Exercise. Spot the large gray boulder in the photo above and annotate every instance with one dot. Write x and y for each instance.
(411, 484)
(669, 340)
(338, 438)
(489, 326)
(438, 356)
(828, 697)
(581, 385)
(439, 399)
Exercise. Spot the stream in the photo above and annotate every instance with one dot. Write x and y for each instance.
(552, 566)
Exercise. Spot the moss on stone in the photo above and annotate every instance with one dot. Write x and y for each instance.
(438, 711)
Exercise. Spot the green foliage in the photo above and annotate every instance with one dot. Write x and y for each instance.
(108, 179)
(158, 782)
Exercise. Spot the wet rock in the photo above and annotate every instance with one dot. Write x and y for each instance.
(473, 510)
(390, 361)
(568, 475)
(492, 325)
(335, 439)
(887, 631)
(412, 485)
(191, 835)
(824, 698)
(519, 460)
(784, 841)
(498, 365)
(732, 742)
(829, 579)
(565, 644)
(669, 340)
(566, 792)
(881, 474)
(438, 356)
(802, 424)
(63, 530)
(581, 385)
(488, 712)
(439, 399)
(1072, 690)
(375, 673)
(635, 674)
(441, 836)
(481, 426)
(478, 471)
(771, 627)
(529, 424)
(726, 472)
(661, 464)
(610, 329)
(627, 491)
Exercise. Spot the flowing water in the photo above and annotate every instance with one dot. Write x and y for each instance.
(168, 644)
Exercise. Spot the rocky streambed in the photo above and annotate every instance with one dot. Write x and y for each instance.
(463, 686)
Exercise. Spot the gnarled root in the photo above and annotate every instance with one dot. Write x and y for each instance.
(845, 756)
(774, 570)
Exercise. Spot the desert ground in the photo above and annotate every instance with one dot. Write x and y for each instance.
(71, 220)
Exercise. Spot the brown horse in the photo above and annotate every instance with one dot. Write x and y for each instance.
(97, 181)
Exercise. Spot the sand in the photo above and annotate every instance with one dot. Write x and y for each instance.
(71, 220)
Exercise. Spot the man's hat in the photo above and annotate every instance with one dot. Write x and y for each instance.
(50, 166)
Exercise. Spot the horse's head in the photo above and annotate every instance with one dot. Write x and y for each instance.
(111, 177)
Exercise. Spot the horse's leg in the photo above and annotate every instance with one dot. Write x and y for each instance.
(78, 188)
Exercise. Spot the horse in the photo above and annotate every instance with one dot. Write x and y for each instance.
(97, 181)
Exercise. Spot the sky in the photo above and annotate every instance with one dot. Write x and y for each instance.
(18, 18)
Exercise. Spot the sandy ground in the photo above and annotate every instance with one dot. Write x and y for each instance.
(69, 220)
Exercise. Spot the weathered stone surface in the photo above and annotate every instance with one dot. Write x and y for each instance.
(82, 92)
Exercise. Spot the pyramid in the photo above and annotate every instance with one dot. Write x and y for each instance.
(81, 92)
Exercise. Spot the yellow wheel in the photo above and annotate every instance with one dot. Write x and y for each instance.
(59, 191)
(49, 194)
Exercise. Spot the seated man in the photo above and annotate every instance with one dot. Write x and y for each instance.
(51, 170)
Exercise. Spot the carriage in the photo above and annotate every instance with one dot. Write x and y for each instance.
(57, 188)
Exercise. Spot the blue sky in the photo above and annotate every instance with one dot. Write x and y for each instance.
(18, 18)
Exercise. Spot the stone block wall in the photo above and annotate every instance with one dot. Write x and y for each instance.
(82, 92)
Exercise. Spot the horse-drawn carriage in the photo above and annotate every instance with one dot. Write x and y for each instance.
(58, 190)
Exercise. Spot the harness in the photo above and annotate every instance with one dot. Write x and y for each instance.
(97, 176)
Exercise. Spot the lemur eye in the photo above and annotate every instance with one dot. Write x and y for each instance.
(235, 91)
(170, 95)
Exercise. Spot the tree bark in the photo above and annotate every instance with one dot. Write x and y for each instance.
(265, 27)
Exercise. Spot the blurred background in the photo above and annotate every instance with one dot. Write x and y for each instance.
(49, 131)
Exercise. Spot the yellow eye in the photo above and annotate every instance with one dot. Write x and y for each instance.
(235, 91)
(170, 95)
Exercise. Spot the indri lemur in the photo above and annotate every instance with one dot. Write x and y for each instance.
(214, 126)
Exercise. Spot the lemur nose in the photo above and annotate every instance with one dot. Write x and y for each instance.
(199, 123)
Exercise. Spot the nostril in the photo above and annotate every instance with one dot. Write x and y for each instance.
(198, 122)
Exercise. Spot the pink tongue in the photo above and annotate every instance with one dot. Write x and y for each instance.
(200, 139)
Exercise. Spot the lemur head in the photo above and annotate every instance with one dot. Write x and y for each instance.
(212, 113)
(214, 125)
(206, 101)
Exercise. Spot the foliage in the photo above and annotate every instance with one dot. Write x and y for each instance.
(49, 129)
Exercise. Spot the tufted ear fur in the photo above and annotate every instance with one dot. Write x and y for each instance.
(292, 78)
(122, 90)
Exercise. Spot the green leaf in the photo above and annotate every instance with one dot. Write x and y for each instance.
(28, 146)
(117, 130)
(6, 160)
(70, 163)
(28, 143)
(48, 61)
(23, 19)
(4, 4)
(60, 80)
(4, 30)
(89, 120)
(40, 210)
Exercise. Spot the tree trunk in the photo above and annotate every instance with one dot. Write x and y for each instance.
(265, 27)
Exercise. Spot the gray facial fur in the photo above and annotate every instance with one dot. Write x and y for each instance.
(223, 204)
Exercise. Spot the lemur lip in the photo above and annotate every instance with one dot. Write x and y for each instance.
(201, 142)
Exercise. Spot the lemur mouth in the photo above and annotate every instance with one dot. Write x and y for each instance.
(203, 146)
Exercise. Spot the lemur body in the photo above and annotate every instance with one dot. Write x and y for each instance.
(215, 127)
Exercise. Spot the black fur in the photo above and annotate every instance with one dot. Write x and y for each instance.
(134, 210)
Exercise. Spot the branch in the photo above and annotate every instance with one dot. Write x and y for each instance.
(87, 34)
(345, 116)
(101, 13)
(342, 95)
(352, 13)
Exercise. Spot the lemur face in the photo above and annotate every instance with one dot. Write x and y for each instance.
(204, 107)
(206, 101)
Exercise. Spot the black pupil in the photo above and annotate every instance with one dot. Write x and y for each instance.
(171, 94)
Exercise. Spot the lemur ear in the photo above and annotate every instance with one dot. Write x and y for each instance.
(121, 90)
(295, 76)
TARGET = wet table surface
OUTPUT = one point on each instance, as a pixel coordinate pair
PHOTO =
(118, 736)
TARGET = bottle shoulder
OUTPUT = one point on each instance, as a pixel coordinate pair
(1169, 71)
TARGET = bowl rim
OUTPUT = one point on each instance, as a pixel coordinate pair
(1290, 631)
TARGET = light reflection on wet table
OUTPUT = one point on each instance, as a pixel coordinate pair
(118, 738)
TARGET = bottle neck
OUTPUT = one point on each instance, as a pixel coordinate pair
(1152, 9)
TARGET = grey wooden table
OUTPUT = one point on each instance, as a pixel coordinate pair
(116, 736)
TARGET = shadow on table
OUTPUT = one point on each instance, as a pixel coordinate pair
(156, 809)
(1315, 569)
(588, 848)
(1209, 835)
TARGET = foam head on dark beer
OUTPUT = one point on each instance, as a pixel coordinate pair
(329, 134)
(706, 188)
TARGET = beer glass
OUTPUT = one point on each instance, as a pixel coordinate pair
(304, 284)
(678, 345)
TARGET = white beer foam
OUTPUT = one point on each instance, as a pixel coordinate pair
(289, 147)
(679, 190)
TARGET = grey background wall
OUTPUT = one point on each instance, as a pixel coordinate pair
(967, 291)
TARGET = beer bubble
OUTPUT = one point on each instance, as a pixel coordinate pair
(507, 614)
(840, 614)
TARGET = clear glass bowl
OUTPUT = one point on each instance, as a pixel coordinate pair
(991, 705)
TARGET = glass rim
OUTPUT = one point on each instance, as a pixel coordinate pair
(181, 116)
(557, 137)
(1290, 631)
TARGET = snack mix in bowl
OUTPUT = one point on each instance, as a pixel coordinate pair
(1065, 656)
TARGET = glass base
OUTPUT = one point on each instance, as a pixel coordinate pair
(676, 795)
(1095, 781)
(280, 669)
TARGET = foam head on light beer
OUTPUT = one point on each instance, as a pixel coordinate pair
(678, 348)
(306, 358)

***

TASK DESCRIPTION:
In the material above, which lines contain "beer"? Copy each of them.

TASK RESULT:
TARGET = foam head on dark beer
TARGET = beer glass
TARGET = white beer foam
TARGET = beer bubble
TARGET = foam head on light beer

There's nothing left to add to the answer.